• **Work instructions**
Please rewrite the records from their start through the line containing "positive clicks: (42, 545)", changing every "rough mask" to "coarse mask" and leaving everything else unchanged.

+++ The data +++

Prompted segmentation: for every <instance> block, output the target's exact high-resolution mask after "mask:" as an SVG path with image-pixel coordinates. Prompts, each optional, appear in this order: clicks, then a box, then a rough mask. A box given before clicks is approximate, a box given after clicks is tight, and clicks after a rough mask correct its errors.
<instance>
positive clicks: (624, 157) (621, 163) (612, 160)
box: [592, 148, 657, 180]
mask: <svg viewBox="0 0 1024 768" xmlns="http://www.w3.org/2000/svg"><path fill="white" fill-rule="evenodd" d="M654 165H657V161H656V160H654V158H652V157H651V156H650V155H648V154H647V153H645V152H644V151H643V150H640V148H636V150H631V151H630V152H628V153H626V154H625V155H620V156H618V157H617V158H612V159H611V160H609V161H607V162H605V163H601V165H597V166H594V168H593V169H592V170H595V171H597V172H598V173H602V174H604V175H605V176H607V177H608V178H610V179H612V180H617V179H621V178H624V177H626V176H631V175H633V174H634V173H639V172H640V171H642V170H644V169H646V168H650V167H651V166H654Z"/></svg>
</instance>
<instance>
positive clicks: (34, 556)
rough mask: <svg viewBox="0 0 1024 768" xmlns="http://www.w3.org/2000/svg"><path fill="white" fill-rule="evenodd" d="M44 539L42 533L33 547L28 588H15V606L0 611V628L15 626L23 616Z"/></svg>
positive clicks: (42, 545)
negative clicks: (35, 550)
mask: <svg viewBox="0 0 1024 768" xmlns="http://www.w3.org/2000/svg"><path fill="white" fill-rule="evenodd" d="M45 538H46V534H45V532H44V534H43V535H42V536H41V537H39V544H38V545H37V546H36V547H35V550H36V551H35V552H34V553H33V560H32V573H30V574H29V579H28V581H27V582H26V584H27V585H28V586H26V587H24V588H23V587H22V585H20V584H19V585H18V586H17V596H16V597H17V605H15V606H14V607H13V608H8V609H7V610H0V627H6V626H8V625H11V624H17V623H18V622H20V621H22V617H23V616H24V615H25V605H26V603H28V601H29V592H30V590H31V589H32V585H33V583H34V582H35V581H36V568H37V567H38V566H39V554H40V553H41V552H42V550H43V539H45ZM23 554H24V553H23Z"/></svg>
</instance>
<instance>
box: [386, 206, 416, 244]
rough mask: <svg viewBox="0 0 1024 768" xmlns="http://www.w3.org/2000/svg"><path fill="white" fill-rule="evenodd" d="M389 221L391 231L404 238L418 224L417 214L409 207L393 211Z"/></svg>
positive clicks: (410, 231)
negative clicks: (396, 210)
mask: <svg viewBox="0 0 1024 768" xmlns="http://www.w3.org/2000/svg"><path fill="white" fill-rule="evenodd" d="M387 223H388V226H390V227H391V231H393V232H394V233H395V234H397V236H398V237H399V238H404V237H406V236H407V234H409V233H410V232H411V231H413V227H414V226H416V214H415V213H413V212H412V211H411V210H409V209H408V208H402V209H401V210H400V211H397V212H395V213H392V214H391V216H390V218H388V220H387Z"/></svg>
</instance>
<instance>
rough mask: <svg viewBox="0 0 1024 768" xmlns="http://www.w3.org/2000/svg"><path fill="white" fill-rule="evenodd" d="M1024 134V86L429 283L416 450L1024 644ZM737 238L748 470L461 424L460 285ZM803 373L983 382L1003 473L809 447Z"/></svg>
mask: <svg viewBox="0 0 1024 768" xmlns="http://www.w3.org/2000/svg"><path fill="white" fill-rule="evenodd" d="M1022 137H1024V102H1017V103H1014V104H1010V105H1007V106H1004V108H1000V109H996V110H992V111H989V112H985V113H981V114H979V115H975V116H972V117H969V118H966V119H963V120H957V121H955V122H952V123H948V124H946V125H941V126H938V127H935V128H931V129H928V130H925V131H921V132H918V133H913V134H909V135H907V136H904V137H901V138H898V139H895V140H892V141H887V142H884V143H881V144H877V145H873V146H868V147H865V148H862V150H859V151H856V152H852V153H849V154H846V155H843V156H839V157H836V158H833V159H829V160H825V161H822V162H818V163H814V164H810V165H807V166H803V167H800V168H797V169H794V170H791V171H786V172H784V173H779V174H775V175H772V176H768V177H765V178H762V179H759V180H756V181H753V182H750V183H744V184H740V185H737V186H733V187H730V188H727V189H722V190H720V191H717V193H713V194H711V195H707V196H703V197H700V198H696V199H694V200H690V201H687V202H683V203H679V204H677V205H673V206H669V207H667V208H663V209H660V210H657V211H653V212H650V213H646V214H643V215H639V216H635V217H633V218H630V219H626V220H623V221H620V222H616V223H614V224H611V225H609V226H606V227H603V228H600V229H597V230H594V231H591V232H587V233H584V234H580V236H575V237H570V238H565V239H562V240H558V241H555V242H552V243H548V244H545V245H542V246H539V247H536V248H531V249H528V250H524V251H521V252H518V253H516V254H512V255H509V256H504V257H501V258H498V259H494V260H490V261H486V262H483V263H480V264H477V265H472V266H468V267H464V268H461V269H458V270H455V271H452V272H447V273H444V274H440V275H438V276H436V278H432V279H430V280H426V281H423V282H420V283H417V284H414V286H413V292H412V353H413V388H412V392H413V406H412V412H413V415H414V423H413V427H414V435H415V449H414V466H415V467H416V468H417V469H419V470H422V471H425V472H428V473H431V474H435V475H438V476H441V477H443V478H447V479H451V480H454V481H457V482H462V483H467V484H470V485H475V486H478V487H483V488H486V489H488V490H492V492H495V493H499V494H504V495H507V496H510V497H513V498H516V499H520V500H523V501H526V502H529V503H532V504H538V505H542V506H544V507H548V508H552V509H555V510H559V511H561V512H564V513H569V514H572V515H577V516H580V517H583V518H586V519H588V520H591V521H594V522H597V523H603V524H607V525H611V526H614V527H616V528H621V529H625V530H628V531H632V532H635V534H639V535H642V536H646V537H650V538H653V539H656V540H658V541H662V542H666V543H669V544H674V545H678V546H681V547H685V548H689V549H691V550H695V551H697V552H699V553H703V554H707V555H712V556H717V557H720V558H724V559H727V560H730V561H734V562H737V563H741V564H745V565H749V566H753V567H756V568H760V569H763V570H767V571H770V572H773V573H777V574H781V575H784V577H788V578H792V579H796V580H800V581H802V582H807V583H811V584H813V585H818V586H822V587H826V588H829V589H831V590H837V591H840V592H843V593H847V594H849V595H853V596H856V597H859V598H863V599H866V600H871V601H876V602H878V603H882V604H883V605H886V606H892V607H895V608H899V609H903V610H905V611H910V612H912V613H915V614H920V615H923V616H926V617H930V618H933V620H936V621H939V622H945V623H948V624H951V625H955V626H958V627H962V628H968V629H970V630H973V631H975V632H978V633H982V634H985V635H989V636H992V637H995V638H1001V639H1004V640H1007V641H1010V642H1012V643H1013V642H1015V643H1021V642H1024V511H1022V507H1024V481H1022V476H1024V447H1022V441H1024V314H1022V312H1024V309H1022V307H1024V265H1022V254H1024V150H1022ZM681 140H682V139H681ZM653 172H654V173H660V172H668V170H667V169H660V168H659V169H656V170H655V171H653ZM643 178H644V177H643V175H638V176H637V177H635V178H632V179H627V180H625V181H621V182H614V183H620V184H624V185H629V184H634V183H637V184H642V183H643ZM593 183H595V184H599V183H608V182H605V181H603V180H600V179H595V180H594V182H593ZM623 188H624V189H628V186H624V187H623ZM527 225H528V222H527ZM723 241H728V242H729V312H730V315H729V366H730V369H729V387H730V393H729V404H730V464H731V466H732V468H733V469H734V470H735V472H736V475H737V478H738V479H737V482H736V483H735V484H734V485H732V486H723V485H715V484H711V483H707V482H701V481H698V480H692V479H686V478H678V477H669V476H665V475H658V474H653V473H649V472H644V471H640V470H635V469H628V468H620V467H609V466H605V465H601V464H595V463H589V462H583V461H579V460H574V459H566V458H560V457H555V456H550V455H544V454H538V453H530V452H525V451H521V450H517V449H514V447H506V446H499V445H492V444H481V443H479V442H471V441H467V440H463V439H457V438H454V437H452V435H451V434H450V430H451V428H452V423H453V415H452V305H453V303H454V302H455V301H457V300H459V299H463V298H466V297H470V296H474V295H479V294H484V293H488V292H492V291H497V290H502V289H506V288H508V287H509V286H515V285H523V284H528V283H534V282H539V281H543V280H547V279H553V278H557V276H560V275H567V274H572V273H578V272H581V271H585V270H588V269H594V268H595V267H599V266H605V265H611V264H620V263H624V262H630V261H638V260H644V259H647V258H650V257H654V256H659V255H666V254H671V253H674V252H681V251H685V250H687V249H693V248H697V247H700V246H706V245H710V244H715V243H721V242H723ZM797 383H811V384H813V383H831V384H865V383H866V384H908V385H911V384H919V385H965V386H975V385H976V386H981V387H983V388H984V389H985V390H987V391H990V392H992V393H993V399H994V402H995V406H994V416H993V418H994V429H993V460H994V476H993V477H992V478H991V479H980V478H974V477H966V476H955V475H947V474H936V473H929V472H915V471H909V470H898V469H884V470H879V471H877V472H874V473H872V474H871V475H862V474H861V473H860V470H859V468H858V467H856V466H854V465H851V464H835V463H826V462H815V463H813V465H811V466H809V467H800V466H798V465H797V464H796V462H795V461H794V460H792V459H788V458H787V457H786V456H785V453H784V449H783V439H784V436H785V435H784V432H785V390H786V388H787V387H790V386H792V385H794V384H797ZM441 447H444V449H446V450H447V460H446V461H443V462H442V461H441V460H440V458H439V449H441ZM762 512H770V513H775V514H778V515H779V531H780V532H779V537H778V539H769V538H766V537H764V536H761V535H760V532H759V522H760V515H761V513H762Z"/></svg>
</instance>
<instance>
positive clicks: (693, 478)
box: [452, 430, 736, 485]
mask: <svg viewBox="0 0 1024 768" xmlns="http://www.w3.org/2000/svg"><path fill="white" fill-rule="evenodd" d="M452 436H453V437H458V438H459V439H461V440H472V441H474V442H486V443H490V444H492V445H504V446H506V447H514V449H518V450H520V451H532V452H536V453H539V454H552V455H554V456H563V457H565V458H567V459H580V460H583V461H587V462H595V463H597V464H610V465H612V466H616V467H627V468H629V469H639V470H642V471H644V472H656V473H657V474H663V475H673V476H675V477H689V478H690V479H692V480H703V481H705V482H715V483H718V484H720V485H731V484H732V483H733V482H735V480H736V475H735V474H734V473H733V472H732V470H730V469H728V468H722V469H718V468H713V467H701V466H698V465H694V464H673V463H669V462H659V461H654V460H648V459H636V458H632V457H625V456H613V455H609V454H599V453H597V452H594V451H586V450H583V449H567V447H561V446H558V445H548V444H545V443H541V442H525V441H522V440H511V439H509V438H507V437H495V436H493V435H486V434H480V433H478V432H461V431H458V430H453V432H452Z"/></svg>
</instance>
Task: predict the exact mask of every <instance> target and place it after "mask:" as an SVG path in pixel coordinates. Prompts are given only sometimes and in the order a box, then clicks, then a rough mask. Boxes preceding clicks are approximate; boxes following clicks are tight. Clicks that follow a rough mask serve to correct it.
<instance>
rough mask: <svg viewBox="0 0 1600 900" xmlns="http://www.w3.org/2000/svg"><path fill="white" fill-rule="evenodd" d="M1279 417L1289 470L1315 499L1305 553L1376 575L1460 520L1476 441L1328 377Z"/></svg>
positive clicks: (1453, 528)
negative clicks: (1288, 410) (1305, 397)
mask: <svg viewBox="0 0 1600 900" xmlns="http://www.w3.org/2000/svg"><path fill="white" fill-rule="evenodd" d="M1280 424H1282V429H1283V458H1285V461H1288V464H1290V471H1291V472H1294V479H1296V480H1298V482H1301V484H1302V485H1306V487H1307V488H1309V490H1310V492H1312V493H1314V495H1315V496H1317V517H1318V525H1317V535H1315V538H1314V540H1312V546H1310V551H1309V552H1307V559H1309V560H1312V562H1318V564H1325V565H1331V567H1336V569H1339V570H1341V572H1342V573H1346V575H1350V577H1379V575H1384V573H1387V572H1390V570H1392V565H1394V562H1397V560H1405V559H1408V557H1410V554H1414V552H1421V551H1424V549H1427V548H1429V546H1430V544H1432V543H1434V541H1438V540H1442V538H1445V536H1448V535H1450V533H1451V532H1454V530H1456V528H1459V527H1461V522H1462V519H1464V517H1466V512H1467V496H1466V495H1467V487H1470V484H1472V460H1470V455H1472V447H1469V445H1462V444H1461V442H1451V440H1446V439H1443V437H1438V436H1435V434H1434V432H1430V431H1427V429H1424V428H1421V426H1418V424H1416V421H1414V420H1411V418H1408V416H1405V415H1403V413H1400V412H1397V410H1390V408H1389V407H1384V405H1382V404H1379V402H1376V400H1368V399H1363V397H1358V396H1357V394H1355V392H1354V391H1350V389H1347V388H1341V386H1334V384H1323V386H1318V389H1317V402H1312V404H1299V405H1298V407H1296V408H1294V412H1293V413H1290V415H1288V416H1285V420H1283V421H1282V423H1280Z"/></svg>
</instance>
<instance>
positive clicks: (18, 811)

+++

• **Completed exercise**
Prompted segmentation: for every <instance> block, output the target's exact high-resolution mask after "mask:" as an SVG path with image-pixel coordinates. Prompts, each optional, appear in this order: clicks, then a box, then a coarse mask. A box given before clicks is approximate, a box given after clicks is tight, and clicks after a coarse mask correct its errors.
<instance>
positive clicks: (624, 157) (621, 163) (612, 160)
box: [592, 148, 657, 180]
mask: <svg viewBox="0 0 1024 768" xmlns="http://www.w3.org/2000/svg"><path fill="white" fill-rule="evenodd" d="M654 165H657V161H656V160H654V158H652V157H651V156H650V155H648V154H647V153H645V152H644V151H643V150H640V148H636V150H631V151H630V152H628V153H626V154H625V155H620V156H618V157H617V158H612V159H611V160H609V161H607V162H605V163H601V165H597V166H594V168H593V169H592V170H595V171H597V172H598V173H602V174H604V175H605V176H607V177H608V178H610V179H612V180H617V179H621V178H624V177H626V176H631V175H633V174H634V173H639V172H640V171H642V170H644V169H646V168H650V167H651V166H654Z"/></svg>
</instance>
<instance>
positive clicks: (34, 556)
coarse mask: <svg viewBox="0 0 1024 768" xmlns="http://www.w3.org/2000/svg"><path fill="white" fill-rule="evenodd" d="M44 539L42 533L33 547L28 588H15V606L0 611V628L15 626L23 616Z"/></svg>
positive clicks: (42, 545)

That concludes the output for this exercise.